• **EXERCISE DATA**
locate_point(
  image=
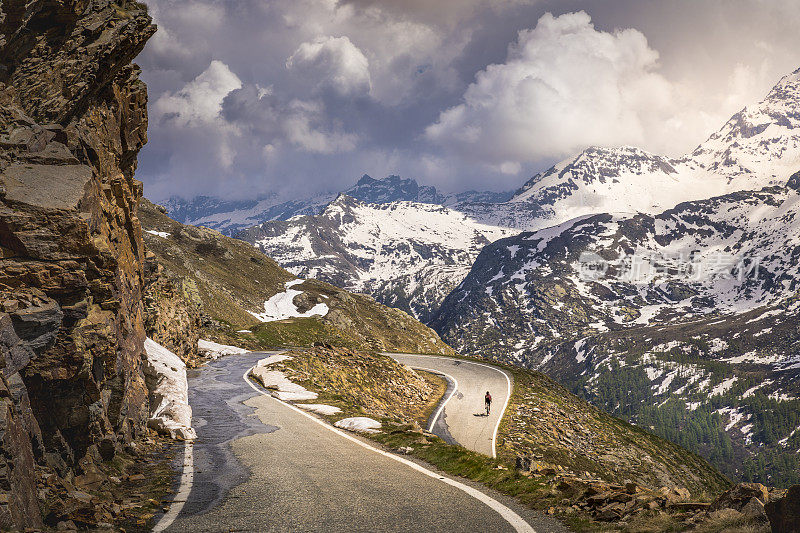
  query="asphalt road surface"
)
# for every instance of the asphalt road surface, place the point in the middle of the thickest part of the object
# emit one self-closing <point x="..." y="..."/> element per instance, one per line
<point x="463" y="419"/>
<point x="262" y="465"/>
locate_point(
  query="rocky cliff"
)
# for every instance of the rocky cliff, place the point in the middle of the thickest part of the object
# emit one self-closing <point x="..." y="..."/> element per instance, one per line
<point x="72" y="118"/>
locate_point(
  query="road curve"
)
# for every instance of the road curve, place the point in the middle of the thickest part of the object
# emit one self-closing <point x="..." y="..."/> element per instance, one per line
<point x="263" y="465"/>
<point x="462" y="418"/>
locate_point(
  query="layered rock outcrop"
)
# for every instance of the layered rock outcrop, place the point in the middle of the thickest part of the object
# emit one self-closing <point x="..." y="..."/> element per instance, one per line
<point x="72" y="118"/>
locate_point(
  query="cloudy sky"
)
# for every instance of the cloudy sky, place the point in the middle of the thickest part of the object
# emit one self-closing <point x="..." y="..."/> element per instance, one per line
<point x="295" y="97"/>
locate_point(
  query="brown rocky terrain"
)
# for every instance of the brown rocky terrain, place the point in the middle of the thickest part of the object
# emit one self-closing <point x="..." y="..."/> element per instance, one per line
<point x="72" y="118"/>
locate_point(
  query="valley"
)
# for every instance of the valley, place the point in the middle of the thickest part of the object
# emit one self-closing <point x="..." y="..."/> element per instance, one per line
<point x="613" y="346"/>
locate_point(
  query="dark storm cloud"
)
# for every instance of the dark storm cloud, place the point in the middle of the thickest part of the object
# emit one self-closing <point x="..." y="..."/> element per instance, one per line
<point x="303" y="96"/>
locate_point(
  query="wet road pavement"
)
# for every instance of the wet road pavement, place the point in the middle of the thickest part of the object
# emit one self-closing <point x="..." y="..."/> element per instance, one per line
<point x="262" y="465"/>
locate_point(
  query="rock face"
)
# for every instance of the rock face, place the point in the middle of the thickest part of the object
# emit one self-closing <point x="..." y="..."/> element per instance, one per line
<point x="172" y="317"/>
<point x="784" y="514"/>
<point x="72" y="119"/>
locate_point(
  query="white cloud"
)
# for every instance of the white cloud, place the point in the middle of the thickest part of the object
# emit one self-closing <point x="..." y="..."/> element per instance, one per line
<point x="333" y="62"/>
<point x="565" y="86"/>
<point x="302" y="127"/>
<point x="200" y="100"/>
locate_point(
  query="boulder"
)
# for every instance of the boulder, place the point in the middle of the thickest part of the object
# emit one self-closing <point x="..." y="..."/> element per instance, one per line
<point x="738" y="496"/>
<point x="784" y="513"/>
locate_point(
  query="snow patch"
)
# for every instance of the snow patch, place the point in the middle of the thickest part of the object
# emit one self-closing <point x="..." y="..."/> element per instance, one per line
<point x="215" y="350"/>
<point x="165" y="377"/>
<point x="281" y="306"/>
<point x="283" y="388"/>
<point x="361" y="424"/>
<point x="724" y="386"/>
<point x="320" y="408"/>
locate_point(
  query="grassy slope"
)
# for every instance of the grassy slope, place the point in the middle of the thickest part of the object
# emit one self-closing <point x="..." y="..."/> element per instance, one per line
<point x="553" y="426"/>
<point x="228" y="278"/>
<point x="363" y="384"/>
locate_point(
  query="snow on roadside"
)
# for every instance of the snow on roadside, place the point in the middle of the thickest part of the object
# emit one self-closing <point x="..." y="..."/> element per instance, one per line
<point x="215" y="350"/>
<point x="165" y="377"/>
<point x="361" y="424"/>
<point x="272" y="359"/>
<point x="723" y="387"/>
<point x="281" y="306"/>
<point x="320" y="408"/>
<point x="282" y="387"/>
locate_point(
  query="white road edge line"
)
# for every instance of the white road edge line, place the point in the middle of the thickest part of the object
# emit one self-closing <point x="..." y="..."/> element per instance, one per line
<point x="177" y="503"/>
<point x="505" y="375"/>
<point x="441" y="407"/>
<point x="516" y="521"/>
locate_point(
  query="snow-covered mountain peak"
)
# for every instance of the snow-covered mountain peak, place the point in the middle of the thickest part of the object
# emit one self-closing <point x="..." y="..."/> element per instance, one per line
<point x="759" y="145"/>
<point x="407" y="254"/>
<point x="594" y="165"/>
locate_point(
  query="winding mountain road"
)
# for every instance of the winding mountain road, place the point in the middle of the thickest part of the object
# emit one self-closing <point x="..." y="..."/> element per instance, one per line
<point x="461" y="419"/>
<point x="260" y="464"/>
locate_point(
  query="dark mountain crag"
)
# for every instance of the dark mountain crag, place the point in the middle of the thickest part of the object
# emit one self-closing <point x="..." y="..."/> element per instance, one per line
<point x="72" y="119"/>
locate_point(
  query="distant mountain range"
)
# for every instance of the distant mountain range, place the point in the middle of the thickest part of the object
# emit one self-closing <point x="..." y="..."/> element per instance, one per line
<point x="686" y="319"/>
<point x="228" y="217"/>
<point x="408" y="255"/>
<point x="665" y="290"/>
<point x="751" y="150"/>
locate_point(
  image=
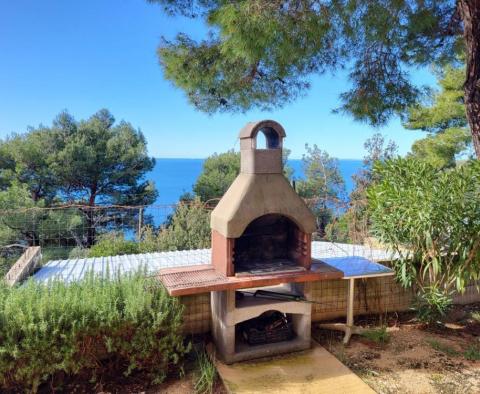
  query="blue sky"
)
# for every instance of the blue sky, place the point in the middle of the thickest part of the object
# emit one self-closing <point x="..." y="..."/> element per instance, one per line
<point x="83" y="56"/>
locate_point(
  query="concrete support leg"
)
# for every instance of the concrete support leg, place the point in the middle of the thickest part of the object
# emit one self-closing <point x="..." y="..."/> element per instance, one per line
<point x="350" y="300"/>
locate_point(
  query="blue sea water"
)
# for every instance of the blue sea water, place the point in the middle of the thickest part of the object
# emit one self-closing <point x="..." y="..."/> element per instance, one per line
<point x="173" y="177"/>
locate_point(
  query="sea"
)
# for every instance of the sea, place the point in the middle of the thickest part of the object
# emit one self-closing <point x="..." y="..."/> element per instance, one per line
<point x="173" y="177"/>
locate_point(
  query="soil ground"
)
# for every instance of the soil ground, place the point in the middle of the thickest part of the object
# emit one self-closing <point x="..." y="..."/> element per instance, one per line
<point x="414" y="358"/>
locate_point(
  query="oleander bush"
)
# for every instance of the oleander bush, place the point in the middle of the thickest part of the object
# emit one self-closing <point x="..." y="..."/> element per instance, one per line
<point x="93" y="327"/>
<point x="431" y="219"/>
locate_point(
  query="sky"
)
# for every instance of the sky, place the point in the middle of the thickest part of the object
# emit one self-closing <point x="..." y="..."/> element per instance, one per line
<point x="93" y="54"/>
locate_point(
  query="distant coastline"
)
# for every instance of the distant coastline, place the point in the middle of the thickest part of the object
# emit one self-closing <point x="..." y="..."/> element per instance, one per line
<point x="175" y="176"/>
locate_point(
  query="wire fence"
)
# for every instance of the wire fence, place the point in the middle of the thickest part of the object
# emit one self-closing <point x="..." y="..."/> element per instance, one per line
<point x="71" y="231"/>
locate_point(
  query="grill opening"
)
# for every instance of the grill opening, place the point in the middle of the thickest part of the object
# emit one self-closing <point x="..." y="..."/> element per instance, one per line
<point x="270" y="243"/>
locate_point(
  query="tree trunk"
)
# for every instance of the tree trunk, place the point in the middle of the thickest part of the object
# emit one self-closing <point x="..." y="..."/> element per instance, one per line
<point x="470" y="14"/>
<point x="91" y="230"/>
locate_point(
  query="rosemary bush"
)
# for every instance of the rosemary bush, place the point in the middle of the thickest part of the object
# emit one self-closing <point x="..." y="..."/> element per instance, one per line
<point x="91" y="327"/>
<point x="431" y="218"/>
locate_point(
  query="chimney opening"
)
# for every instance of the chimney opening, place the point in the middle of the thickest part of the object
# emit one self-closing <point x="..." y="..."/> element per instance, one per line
<point x="269" y="138"/>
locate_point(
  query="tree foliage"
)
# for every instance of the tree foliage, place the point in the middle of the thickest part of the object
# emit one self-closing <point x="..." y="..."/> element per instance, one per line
<point x="261" y="54"/>
<point x="431" y="219"/>
<point x="443" y="117"/>
<point x="219" y="171"/>
<point x="189" y="228"/>
<point x="323" y="186"/>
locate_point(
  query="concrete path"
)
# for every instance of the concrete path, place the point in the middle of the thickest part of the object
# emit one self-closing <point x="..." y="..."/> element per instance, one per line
<point x="314" y="371"/>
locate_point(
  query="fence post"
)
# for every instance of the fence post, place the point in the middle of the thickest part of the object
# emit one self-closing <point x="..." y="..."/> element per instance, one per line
<point x="140" y="223"/>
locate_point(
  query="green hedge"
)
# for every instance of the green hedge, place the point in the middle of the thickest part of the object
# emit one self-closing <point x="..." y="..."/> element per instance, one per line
<point x="90" y="327"/>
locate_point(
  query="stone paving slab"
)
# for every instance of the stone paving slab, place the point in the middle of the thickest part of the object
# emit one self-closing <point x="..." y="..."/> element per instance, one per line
<point x="313" y="371"/>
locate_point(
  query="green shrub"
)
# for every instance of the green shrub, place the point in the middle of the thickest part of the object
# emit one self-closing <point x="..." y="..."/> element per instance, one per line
<point x="93" y="326"/>
<point x="206" y="374"/>
<point x="432" y="305"/>
<point x="113" y="244"/>
<point x="431" y="218"/>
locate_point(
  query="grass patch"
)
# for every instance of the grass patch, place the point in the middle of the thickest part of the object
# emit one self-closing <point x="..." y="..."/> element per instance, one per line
<point x="472" y="353"/>
<point x="378" y="335"/>
<point x="206" y="374"/>
<point x="441" y="347"/>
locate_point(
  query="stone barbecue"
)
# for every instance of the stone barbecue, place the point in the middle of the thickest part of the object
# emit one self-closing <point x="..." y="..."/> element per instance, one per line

• **DIRECTIONS FOR THIS TASK**
After locating the line with "# for every instance of the boulder, place" above, return that line and every later line through the one with "# for every instance of the snow patch, place", word for word and with nothing else.

• **EXPECTED ANSWER**
# for every instance of the boulder, place the point in the middle of the thickest part of the object
# emit one self-closing <point x="..." y="..."/> element per instance, one per line
<point x="738" y="496"/>
<point x="784" y="513"/>
locate_point(
  query="snow patch"
)
# for every instance of the snow patch, place the point in the middle of the thickest part of the object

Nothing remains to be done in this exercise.